REQUIRED WORK:
Begin at the line that contains "For the benchmark, provide one point per instance of the tall" and stop after the last of the lines below, writing out each line in that stretch again. Multiply every point coordinate by 1.1 and round it to a whole number, with halves rounded up, and leave the wording of the other lines unchanged.

INPUT MATERIAL:

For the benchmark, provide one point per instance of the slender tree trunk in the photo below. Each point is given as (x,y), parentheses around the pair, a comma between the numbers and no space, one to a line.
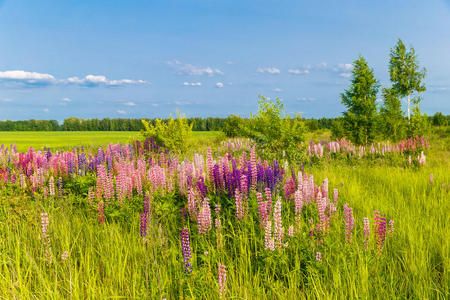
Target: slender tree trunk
(409,99)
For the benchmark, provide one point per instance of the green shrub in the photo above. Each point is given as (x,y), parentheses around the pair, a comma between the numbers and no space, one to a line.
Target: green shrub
(174,134)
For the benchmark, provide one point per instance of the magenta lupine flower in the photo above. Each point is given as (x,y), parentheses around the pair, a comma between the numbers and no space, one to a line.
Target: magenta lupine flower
(44,223)
(391,228)
(147,210)
(143,224)
(262,212)
(349,222)
(186,248)
(380,230)
(278,226)
(366,232)
(268,239)
(268,194)
(217,221)
(65,255)
(23,182)
(91,195)
(291,231)
(204,217)
(45,236)
(253,170)
(51,185)
(298,201)
(239,207)
(210,164)
(319,256)
(60,187)
(222,279)
(321,206)
(192,204)
(101,216)
(244,185)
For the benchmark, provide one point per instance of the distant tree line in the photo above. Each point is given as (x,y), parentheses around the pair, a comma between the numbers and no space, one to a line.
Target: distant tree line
(77,124)
(199,124)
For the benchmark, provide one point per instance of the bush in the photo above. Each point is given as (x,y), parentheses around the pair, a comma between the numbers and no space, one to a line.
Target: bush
(418,125)
(273,130)
(173,135)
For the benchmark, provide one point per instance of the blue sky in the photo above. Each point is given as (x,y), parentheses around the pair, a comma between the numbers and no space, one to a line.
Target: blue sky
(206,58)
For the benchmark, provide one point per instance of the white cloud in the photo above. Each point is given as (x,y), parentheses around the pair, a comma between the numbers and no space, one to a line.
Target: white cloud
(345,74)
(182,102)
(36,79)
(298,71)
(27,77)
(322,65)
(97,80)
(188,69)
(192,84)
(270,70)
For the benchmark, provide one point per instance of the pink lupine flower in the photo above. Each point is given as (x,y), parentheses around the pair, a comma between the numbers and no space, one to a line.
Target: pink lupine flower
(253,170)
(222,279)
(204,217)
(244,185)
(65,255)
(380,230)
(268,194)
(209,164)
(291,231)
(298,200)
(366,232)
(349,222)
(278,226)
(268,239)
(51,185)
(262,210)
(45,236)
(321,206)
(101,216)
(319,256)
(192,204)
(239,206)
(186,249)
(391,228)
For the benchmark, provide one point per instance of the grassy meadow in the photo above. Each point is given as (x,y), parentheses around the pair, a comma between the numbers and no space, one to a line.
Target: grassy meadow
(112,259)
(90,139)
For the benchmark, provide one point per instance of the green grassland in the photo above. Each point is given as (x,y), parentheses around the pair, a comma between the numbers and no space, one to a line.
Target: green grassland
(69,139)
(113,261)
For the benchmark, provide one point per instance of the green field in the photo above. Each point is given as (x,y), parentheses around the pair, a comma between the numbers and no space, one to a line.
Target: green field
(112,260)
(69,139)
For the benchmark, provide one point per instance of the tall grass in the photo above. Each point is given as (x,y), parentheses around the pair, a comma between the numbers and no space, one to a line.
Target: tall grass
(111,260)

RESULT BELOW:
For the benchmark, provide one point per instance of the tall grass in the photo above. Each point is given as (x,y), parentheses around the pair, a comma between the numbers and no space, one to a line.
Target: tall grass
(122,286)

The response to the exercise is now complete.